__WHAT IS REQUIRED__
With the pictures omitted, output word for word the lines from the one containing "Each instance of the avocado pit" through the end of the records.

Image-grounded pointing data:
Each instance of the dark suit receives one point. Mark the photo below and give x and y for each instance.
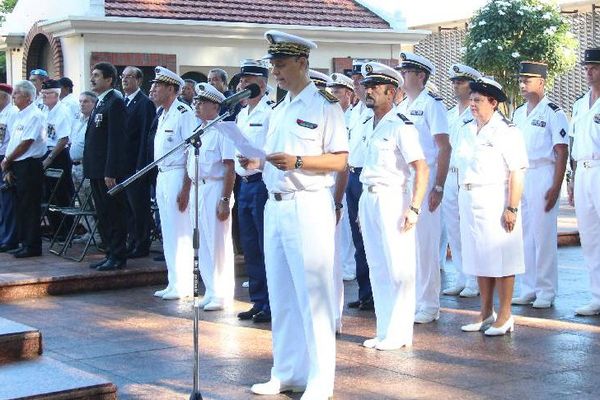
(140, 114)
(105, 155)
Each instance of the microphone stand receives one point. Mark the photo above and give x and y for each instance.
(195, 141)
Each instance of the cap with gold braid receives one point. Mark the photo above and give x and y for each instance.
(533, 69)
(283, 44)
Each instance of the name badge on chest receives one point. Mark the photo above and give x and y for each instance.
(537, 122)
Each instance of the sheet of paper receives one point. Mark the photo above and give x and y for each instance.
(240, 140)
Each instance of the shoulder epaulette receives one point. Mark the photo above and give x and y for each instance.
(435, 96)
(554, 107)
(328, 96)
(507, 121)
(278, 103)
(405, 119)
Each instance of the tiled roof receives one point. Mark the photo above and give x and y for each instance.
(334, 13)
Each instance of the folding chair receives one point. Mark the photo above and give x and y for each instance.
(83, 212)
(53, 173)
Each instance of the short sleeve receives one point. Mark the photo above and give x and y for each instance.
(408, 143)
(335, 139)
(513, 149)
(438, 118)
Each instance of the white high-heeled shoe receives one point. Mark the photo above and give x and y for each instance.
(509, 326)
(481, 325)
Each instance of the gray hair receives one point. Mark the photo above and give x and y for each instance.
(26, 87)
(89, 94)
(221, 72)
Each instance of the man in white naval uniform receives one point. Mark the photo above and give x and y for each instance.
(360, 115)
(585, 129)
(460, 114)
(544, 127)
(253, 120)
(306, 143)
(389, 208)
(216, 177)
(428, 113)
(342, 88)
(175, 124)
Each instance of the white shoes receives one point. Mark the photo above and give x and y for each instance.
(469, 292)
(509, 326)
(481, 325)
(589, 309)
(214, 305)
(425, 317)
(370, 343)
(541, 303)
(274, 387)
(453, 291)
(522, 300)
(161, 293)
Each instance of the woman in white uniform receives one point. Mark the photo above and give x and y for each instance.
(215, 180)
(491, 161)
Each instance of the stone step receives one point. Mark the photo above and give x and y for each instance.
(18, 341)
(48, 379)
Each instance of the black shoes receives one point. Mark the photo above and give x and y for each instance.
(261, 316)
(363, 305)
(112, 264)
(26, 252)
(246, 315)
(8, 247)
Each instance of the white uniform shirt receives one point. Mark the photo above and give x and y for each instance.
(430, 118)
(72, 104)
(28, 124)
(357, 139)
(174, 126)
(455, 122)
(6, 116)
(390, 148)
(215, 148)
(308, 125)
(544, 127)
(255, 126)
(488, 157)
(585, 129)
(77, 138)
(58, 124)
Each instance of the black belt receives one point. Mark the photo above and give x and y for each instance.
(251, 178)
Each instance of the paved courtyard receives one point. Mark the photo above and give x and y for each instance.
(144, 346)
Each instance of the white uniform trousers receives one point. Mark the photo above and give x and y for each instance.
(391, 255)
(428, 232)
(215, 253)
(587, 209)
(343, 248)
(540, 279)
(176, 232)
(451, 221)
(299, 252)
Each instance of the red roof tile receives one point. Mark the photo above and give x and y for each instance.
(335, 13)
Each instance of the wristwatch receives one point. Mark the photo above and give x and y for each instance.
(299, 162)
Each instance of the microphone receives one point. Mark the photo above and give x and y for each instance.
(251, 92)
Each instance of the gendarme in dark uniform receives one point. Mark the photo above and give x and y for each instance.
(104, 164)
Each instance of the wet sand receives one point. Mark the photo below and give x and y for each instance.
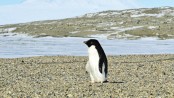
(64, 76)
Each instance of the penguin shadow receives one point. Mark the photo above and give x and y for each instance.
(114, 82)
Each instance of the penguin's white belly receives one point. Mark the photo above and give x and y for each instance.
(93, 66)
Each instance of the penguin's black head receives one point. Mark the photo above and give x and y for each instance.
(91, 42)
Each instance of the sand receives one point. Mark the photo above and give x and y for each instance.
(132, 76)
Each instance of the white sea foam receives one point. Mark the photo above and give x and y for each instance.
(21, 45)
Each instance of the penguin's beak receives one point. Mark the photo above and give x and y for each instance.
(85, 42)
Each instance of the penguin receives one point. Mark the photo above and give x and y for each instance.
(97, 65)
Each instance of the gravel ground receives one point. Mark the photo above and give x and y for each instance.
(133, 76)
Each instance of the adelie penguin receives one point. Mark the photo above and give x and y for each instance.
(97, 65)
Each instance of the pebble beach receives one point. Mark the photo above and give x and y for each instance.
(130, 76)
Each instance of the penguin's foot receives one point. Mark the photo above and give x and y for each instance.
(92, 82)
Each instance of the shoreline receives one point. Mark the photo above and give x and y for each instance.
(64, 76)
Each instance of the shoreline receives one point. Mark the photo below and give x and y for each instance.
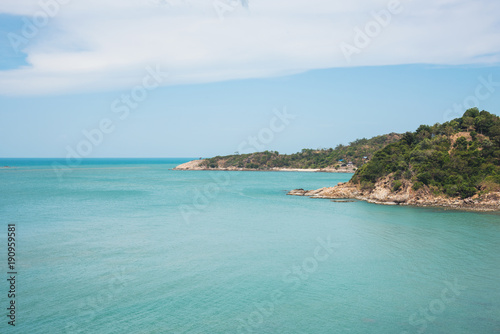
(195, 165)
(487, 203)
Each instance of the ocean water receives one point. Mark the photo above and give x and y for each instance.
(131, 246)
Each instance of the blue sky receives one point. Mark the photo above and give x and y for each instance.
(231, 72)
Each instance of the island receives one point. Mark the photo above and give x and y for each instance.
(454, 165)
(342, 159)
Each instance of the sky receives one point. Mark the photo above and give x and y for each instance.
(199, 78)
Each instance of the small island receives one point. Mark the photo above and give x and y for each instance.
(341, 159)
(453, 165)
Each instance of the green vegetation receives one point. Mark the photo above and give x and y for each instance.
(458, 158)
(355, 152)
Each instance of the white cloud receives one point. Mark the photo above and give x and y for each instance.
(106, 44)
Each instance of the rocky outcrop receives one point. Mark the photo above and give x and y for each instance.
(384, 193)
(197, 165)
(191, 165)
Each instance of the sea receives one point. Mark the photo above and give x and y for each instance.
(132, 246)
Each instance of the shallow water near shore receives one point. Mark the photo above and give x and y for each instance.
(131, 246)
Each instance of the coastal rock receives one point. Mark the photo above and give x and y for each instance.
(191, 165)
(383, 193)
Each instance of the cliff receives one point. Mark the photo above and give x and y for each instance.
(454, 165)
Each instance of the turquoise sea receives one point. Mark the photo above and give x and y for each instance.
(131, 246)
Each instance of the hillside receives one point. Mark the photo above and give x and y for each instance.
(356, 153)
(452, 164)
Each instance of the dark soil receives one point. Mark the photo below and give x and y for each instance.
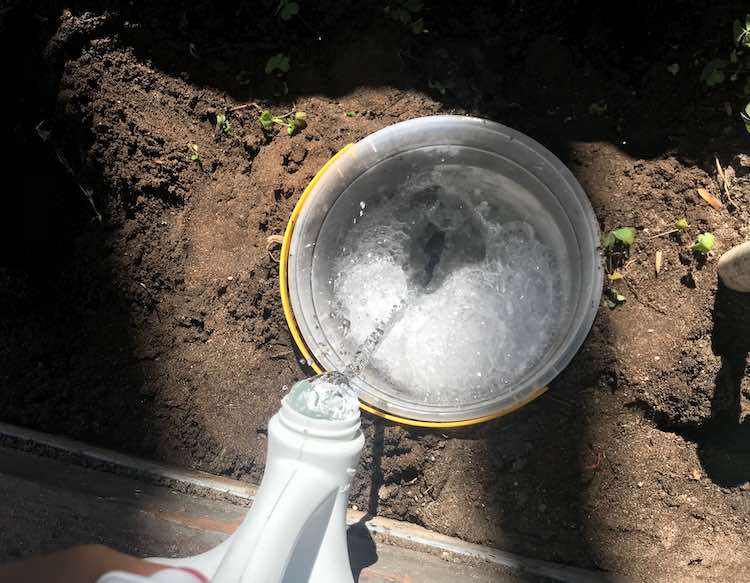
(158, 330)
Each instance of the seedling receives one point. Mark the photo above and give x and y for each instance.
(287, 9)
(719, 70)
(745, 115)
(742, 32)
(704, 243)
(407, 12)
(195, 155)
(612, 298)
(294, 121)
(616, 245)
(278, 63)
(223, 123)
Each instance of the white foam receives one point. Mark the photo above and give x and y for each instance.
(476, 326)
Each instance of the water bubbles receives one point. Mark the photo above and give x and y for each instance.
(327, 396)
(468, 330)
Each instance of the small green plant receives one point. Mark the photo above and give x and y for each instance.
(278, 64)
(742, 32)
(704, 243)
(223, 123)
(287, 9)
(408, 13)
(745, 115)
(616, 246)
(294, 121)
(195, 155)
(718, 70)
(612, 298)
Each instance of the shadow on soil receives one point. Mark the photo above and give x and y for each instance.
(724, 443)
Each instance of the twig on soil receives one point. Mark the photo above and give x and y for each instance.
(664, 234)
(244, 106)
(723, 182)
(658, 261)
(44, 135)
(273, 241)
(599, 457)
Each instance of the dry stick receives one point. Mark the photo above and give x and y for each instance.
(664, 234)
(724, 184)
(244, 106)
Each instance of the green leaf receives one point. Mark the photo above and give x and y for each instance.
(704, 243)
(266, 119)
(288, 9)
(296, 125)
(681, 224)
(742, 33)
(745, 115)
(278, 62)
(612, 298)
(713, 72)
(625, 235)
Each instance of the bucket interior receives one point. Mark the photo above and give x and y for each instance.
(469, 247)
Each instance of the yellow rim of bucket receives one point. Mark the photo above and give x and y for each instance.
(299, 341)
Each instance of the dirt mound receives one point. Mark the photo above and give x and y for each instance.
(158, 330)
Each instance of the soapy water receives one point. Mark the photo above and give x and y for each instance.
(443, 299)
(327, 396)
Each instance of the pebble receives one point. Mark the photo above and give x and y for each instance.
(734, 268)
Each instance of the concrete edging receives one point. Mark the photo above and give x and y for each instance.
(396, 531)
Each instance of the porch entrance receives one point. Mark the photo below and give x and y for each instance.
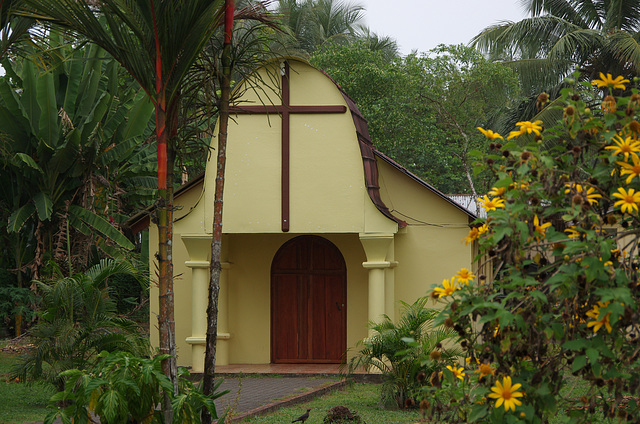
(308, 302)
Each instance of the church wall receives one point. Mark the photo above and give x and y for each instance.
(324, 153)
(430, 248)
(249, 285)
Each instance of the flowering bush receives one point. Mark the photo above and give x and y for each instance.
(555, 302)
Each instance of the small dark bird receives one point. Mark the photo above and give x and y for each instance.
(302, 418)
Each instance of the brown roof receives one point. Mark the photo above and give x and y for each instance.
(368, 152)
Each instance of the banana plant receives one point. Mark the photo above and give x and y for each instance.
(73, 144)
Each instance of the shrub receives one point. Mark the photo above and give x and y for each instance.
(560, 288)
(77, 321)
(398, 352)
(342, 415)
(123, 388)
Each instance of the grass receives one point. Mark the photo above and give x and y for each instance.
(358, 397)
(21, 402)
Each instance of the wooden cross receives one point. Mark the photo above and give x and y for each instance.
(285, 110)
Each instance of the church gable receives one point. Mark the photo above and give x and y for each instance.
(294, 162)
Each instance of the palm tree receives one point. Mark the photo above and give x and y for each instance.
(12, 27)
(562, 36)
(156, 41)
(314, 22)
(78, 320)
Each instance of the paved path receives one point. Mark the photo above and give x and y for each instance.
(259, 395)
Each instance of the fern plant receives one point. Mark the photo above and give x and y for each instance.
(77, 321)
(398, 352)
(124, 388)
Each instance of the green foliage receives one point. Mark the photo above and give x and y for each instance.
(78, 320)
(559, 37)
(123, 388)
(560, 292)
(422, 111)
(21, 402)
(342, 415)
(398, 352)
(73, 154)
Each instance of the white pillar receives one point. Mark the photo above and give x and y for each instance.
(377, 247)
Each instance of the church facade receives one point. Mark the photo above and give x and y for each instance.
(321, 232)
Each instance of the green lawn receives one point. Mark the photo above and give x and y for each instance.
(360, 398)
(21, 402)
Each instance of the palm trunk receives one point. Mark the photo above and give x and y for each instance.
(216, 241)
(166, 323)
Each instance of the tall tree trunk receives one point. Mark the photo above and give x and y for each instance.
(216, 241)
(166, 322)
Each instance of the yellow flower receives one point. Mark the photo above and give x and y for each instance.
(589, 192)
(631, 170)
(540, 229)
(608, 81)
(490, 134)
(627, 147)
(465, 276)
(526, 127)
(457, 372)
(628, 200)
(506, 394)
(497, 192)
(571, 232)
(446, 289)
(475, 233)
(595, 313)
(491, 204)
(468, 360)
(485, 370)
(609, 104)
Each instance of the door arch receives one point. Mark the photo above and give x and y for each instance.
(308, 302)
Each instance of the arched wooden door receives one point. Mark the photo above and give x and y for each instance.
(308, 302)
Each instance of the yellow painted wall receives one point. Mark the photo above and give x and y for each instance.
(182, 274)
(250, 292)
(429, 251)
(328, 193)
(329, 199)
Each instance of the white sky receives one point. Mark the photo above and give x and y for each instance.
(423, 24)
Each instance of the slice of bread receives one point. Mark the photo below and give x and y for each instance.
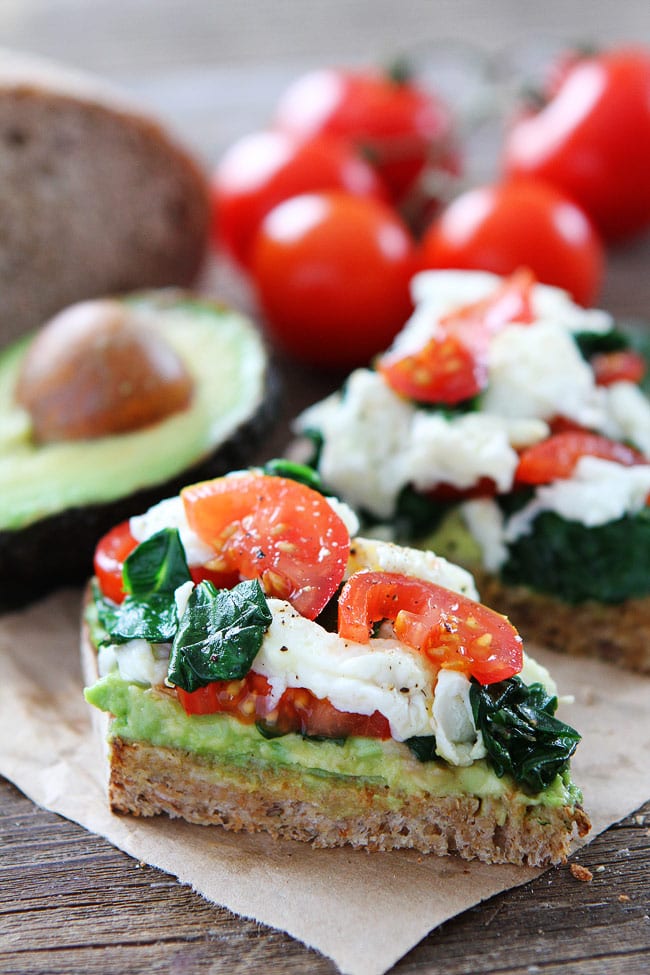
(307, 804)
(96, 197)
(146, 780)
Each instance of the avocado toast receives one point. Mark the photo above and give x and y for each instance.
(55, 485)
(508, 429)
(264, 668)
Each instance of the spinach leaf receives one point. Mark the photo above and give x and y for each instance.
(423, 747)
(417, 515)
(154, 619)
(157, 565)
(594, 343)
(609, 563)
(219, 634)
(520, 732)
(302, 473)
(152, 573)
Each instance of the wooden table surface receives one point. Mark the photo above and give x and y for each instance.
(69, 902)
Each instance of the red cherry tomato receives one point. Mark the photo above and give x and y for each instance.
(592, 140)
(400, 127)
(263, 169)
(332, 274)
(110, 554)
(297, 710)
(625, 365)
(112, 551)
(521, 223)
(274, 529)
(452, 366)
(556, 457)
(451, 630)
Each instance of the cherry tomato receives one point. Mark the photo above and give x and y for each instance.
(275, 529)
(110, 554)
(400, 127)
(112, 551)
(332, 275)
(452, 366)
(624, 365)
(556, 457)
(263, 169)
(297, 710)
(520, 223)
(450, 629)
(592, 140)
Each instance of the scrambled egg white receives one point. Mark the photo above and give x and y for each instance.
(376, 442)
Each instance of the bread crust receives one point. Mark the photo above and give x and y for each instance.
(328, 811)
(146, 780)
(618, 633)
(97, 197)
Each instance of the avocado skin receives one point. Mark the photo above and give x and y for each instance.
(58, 550)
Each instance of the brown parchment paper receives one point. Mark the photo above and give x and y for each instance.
(363, 911)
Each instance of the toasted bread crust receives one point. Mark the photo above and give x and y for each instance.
(146, 780)
(97, 197)
(618, 633)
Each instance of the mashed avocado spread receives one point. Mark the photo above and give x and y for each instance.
(155, 716)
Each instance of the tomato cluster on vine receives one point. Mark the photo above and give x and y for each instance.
(320, 211)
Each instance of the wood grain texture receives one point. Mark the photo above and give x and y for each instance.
(69, 902)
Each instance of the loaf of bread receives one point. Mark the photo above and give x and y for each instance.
(95, 196)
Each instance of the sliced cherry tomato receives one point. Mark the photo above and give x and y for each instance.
(112, 551)
(265, 168)
(451, 630)
(283, 533)
(403, 129)
(444, 371)
(624, 365)
(297, 710)
(242, 698)
(592, 140)
(519, 223)
(332, 273)
(110, 554)
(452, 366)
(555, 458)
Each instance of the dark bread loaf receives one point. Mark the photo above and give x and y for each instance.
(95, 197)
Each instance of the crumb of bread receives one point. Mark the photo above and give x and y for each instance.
(581, 873)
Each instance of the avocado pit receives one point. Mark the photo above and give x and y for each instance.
(97, 369)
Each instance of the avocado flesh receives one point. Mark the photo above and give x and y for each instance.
(452, 540)
(154, 716)
(56, 500)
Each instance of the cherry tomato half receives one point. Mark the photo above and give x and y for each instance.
(592, 140)
(297, 710)
(332, 274)
(400, 127)
(623, 365)
(450, 629)
(556, 457)
(452, 366)
(522, 223)
(265, 168)
(283, 533)
(110, 555)
(112, 551)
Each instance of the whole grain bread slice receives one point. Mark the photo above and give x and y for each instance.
(96, 197)
(296, 803)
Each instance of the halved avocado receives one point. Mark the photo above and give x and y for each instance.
(58, 499)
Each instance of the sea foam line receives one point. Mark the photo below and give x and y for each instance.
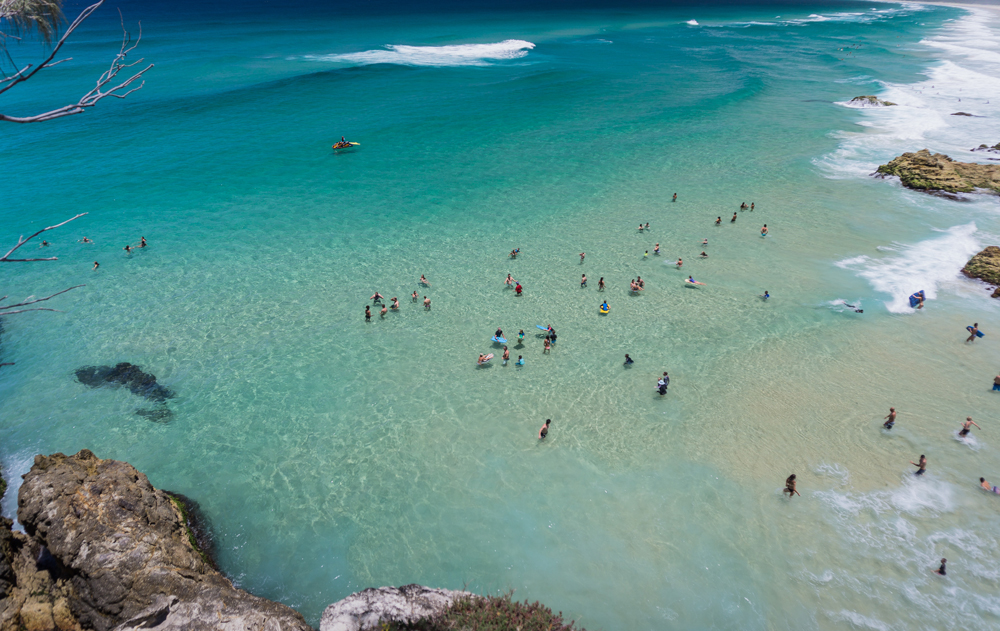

__RESPONSE TO THIS TASK__
Each instance of the avocado pit receives one point. Mark the photo above and give x and y for each instance.
(97, 369)
Each instance of the avocado flesh receives one point. Mark the photo above and give x and y for each instance.
(452, 540)
(154, 716)
(56, 500)
Each instance of the cherry tomato half receives one point. Mark the photo above and give x and y for each instance.
(592, 140)
(297, 710)
(332, 274)
(400, 127)
(623, 365)
(450, 629)
(556, 457)
(452, 366)
(522, 223)
(265, 168)
(283, 533)
(110, 555)
(112, 551)
Each instance of the whole grain bread slice receives one point. Mark the photo above and give x and y for each instance.
(96, 197)
(296, 803)
Each instance of the halved avocado receives one point. Mark the photo above and give x and y for each instance.
(58, 499)
Each instance of the sea foam line receives one point. Mark the photo below and give x and y for each instance.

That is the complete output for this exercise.